• **Brief**
Write out the data again in full, keeping every character the same.

** Opening Supplied data block **

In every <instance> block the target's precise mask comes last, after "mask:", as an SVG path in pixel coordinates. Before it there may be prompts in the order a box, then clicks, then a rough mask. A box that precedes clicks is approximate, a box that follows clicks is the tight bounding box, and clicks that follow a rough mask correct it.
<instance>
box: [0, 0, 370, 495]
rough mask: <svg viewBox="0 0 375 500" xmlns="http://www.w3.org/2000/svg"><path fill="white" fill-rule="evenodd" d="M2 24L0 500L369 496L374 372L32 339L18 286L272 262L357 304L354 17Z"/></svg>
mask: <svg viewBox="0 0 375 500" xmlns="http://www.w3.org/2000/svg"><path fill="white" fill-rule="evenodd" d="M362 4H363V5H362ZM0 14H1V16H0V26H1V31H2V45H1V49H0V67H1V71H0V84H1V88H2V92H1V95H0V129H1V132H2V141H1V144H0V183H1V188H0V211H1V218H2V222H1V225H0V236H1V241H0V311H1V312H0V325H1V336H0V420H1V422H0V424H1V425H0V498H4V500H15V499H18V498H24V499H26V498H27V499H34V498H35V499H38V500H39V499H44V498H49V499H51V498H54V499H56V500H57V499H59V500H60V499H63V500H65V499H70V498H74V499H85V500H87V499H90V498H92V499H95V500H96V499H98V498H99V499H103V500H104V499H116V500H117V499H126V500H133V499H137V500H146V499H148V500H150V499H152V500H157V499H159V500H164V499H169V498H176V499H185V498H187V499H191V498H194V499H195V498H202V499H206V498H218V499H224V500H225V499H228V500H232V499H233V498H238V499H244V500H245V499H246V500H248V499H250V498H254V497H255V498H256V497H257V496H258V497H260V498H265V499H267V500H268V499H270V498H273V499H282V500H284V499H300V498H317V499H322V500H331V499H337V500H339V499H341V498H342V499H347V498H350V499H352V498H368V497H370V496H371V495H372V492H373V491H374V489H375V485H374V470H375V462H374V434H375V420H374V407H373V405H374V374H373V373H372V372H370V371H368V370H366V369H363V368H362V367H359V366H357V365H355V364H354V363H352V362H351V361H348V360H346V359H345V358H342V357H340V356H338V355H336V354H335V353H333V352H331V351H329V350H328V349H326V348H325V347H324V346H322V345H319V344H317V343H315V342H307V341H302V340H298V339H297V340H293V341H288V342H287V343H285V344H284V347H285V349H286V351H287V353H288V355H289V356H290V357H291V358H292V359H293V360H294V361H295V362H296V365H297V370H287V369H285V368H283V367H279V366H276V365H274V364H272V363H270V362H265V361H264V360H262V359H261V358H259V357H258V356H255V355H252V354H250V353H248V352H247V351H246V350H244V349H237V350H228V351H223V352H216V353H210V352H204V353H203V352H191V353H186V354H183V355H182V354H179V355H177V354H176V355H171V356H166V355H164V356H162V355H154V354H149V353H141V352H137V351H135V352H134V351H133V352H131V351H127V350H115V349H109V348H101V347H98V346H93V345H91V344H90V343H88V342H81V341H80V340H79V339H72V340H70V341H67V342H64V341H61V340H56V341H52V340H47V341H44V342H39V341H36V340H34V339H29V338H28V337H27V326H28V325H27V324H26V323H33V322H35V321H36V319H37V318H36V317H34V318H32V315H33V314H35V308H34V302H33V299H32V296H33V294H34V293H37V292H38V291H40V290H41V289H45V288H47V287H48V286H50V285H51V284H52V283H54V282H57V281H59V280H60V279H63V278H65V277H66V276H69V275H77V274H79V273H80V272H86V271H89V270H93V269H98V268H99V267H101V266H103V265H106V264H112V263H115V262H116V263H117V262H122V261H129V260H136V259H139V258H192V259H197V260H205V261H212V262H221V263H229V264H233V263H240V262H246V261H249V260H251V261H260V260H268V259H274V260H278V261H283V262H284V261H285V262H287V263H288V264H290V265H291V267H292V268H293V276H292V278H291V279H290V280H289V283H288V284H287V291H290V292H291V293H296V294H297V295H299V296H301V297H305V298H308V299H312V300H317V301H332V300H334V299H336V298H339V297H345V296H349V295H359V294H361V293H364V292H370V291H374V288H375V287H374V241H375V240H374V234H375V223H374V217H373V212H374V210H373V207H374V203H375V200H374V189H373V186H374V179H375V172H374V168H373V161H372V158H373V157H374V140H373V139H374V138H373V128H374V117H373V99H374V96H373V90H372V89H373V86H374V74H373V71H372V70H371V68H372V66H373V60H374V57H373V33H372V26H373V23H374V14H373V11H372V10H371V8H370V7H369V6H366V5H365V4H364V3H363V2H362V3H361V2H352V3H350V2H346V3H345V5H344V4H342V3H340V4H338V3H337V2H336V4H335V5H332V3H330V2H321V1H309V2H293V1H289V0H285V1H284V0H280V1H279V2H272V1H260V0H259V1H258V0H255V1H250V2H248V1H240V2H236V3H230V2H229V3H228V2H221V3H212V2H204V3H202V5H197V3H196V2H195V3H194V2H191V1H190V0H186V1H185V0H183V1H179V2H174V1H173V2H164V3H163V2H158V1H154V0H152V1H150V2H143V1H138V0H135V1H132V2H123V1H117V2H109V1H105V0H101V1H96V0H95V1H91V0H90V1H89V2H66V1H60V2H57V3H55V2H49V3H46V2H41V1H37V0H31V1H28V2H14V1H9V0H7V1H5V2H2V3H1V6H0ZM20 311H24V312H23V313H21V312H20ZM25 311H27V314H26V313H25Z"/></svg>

** Closing Supplied data block **

• **Exercise response**
In every <instance> block the target's precise mask comes last, after "mask:", as an SVG path in pixel coordinates. Before it there may be prompts in the order a box, then clicks, then a rough mask. A box that precedes clicks is approximate, a box that follows clicks is the tight bounding box, and clicks that follow a rough mask correct it.
<instance>
box: [0, 0, 370, 495]
rough mask: <svg viewBox="0 0 375 500" xmlns="http://www.w3.org/2000/svg"><path fill="white" fill-rule="evenodd" d="M2 24L0 500L369 496L374 372L32 339L18 286L272 262L357 304L354 17Z"/></svg>
mask: <svg viewBox="0 0 375 500" xmlns="http://www.w3.org/2000/svg"><path fill="white" fill-rule="evenodd" d="M362 4H363V5H362ZM0 14H1V16H0V26H1V31H2V45H1V49H0V67H1V71H0V84H1V88H2V92H1V95H0V129H1V132H2V141H1V144H0V183H1V188H0V211H1V218H2V222H1V225H0V236H1V241H0V311H1V312H0V325H1V336H0V420H1V422H0V424H1V425H0V498H4V500H15V499H18V498H24V499H26V498H27V499H34V498H35V499H38V500H39V499H44V498H49V499H51V498H54V499H56V500H57V499H59V500H60V499H63V500H65V499H70V498H74V499H85V500H87V499H90V498H92V499H95V500H96V499H98V498H99V499H103V500H104V499H116V500H117V499H126V500H133V499H137V500H146V499H148V500H150V499H152V500H157V499H159V500H164V499H169V498H176V499H185V498H187V499H191V498H194V499H195V498H202V499H206V498H218V499H224V500H225V499H228V500H232V499H233V498H238V499H244V500H245V499H246V500H248V499H250V498H254V497H255V498H256V497H257V496H258V497H260V498H265V499H267V500H268V499H270V498H273V499H282V500H284V499H300V498H317V499H322V500H331V499H337V500H339V499H341V498H342V499H347V498H350V499H352V498H368V497H370V496H371V495H372V492H373V491H374V489H375V485H374V470H375V462H374V434H375V420H374V407H373V405H374V374H373V373H372V372H370V371H368V370H366V369H363V368H362V367H359V366H357V365H355V364H354V363H352V362H351V361H348V360H346V359H345V358H342V357H340V356H338V355H336V354H335V353H333V352H331V351H329V350H328V349H326V348H325V347H324V346H322V345H319V344H317V343H315V342H307V341H302V340H298V339H297V340H293V341H288V342H287V343H285V344H284V347H285V349H286V351H287V353H288V355H289V356H290V357H291V358H292V359H293V360H294V361H295V362H296V365H297V370H287V369H285V368H283V367H279V366H276V365H274V364H272V363H270V362H265V361H264V360H262V359H261V358H259V357H258V356H255V355H252V354H250V353H248V352H247V351H246V350H244V349H237V350H228V351H223V352H216V353H210V352H204V353H203V352H191V353H186V354H183V355H182V354H179V355H177V354H176V355H171V356H166V355H164V356H162V355H154V354H149V353H141V352H137V351H135V352H134V351H133V352H131V351H127V350H115V349H109V348H101V347H98V346H93V345H91V344H90V343H88V342H81V341H80V340H79V339H72V340H70V341H67V342H64V341H61V340H56V341H52V340H47V341H44V342H39V341H36V340H34V339H29V338H28V337H27V326H28V325H27V324H26V323H33V322H35V321H36V319H37V318H36V317H34V318H32V315H33V314H35V308H34V302H33V299H32V296H33V294H34V293H37V292H38V291H40V290H41V289H45V288H47V287H48V286H50V285H51V284H52V283H54V282H57V281H59V280H60V279H63V278H65V277H66V276H69V275H77V274H79V273H80V272H86V271H89V270H93V269H98V268H99V267H101V266H103V265H106V264H112V263H115V262H116V263H117V262H122V261H129V260H136V259H139V258H192V259H197V260H205V261H212V262H221V263H229V264H233V263H240V262H246V261H249V260H251V261H260V260H268V259H274V260H278V261H283V262H284V261H285V262H287V263H288V264H290V265H291V267H292V268H293V276H292V278H291V279H290V280H289V283H288V284H287V291H290V292H291V293H296V294H297V295H299V296H301V297H305V298H308V299H312V300H317V301H332V300H334V299H336V298H339V297H345V296H349V295H359V294H361V293H364V292H370V291H374V288H375V287H374V241H375V240H374V234H375V223H374V217H373V212H374V210H373V207H374V203H375V200H374V189H373V186H374V179H375V172H374V168H373V161H372V158H373V157H374V140H373V139H374V138H373V128H374V117H373V99H374V96H373V90H372V89H373V86H374V74H373V71H372V70H371V68H372V66H373V60H374V57H373V33H372V26H373V23H374V14H373V11H372V10H371V8H370V7H369V6H366V5H365V4H364V3H363V2H362V3H361V2H352V3H350V2H346V3H345V5H344V4H342V3H340V4H338V3H337V2H336V4H335V5H332V3H330V2H321V1H309V2H293V1H289V0H285V1H284V0H280V1H279V2H272V1H260V0H259V1H258V0H255V1H250V2H248V1H240V2H236V3H230V2H229V3H228V2H221V3H212V2H204V3H202V5H197V3H196V2H195V3H194V2H191V1H190V0H186V1H185V0H183V1H179V2H174V1H173V2H164V3H163V2H158V1H154V0H152V1H150V2H143V1H138V0H135V1H132V2H123V1H117V2H109V1H105V0H101V1H96V0H95V1H91V0H90V1H89V2H66V1H60V2H57V3H55V2H49V3H46V2H41V1H37V0H31V1H28V2H14V1H9V0H7V1H5V2H2V3H1V6H0ZM20 311H24V312H23V313H21V312H20ZM25 311H27V314H26V313H25Z"/></svg>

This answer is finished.